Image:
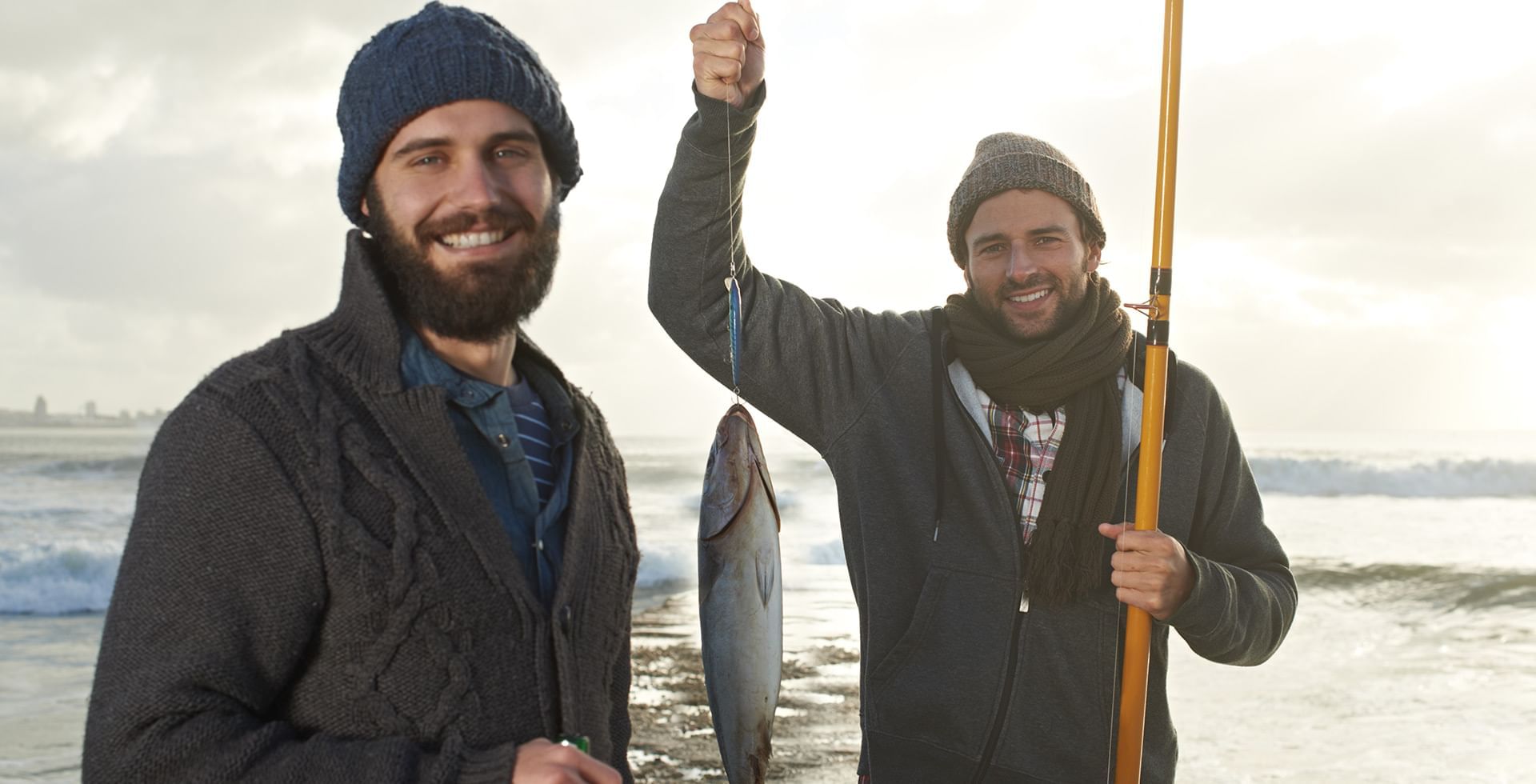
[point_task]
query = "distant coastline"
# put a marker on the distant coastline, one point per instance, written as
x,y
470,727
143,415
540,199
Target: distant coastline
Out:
x,y
42,418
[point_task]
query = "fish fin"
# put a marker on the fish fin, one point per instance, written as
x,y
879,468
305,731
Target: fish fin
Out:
x,y
773,497
767,578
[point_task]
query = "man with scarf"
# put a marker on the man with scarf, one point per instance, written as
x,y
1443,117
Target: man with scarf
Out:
x,y
982,458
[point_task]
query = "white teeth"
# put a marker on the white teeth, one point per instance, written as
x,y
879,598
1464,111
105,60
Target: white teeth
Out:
x,y
474,238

→ Your goal:
A single number is the whole answer: the tally of lines in the entries that hold "white".

→ Problem solution:
3